| Stated goal |
Collect every line of the entries below that contains the word "green", and copy each such line in full.

| Records for the exercise |
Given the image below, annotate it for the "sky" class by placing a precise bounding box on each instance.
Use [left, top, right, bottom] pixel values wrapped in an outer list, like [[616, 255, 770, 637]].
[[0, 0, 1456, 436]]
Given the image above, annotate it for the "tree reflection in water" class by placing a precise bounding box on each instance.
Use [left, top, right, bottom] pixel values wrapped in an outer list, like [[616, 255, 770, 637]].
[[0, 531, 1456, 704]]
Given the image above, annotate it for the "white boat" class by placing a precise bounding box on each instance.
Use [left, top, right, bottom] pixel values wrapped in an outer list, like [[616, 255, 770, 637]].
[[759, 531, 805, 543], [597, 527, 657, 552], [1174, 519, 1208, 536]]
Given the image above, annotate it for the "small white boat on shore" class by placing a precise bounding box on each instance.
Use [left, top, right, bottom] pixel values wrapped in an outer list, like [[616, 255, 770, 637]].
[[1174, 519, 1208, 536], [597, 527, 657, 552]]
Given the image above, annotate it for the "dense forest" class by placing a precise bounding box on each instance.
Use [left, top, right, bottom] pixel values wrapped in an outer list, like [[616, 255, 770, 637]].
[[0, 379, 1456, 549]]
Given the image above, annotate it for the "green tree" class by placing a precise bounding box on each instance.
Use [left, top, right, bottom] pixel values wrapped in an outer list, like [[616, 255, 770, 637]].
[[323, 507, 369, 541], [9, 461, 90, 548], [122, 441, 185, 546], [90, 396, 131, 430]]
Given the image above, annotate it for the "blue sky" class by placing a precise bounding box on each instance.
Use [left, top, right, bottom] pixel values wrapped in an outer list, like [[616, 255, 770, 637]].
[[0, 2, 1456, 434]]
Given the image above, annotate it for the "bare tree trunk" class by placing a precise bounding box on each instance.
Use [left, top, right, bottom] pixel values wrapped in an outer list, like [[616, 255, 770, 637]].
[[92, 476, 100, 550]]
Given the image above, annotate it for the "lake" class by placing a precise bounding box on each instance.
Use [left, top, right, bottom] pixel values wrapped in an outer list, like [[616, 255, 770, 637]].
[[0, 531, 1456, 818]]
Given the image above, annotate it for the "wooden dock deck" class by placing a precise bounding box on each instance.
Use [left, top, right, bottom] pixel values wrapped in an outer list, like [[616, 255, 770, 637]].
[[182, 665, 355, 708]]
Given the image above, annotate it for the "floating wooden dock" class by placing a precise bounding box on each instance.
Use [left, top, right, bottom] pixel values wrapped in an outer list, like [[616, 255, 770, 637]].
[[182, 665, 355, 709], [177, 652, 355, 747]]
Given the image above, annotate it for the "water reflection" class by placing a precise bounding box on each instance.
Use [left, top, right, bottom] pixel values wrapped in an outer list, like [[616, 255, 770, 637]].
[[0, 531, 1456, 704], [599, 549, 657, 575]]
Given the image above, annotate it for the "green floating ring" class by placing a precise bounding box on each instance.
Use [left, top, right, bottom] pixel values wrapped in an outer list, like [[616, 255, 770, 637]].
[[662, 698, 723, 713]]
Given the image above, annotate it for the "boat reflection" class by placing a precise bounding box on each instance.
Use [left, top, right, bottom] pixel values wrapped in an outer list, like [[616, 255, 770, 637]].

| Expected output |
Given the image above, annotate it for the "green tree" class by placing a precise bounding box on each instance.
Given the image above, annotate it for the "green floating ring" class by placing a precise bounding box on each instance.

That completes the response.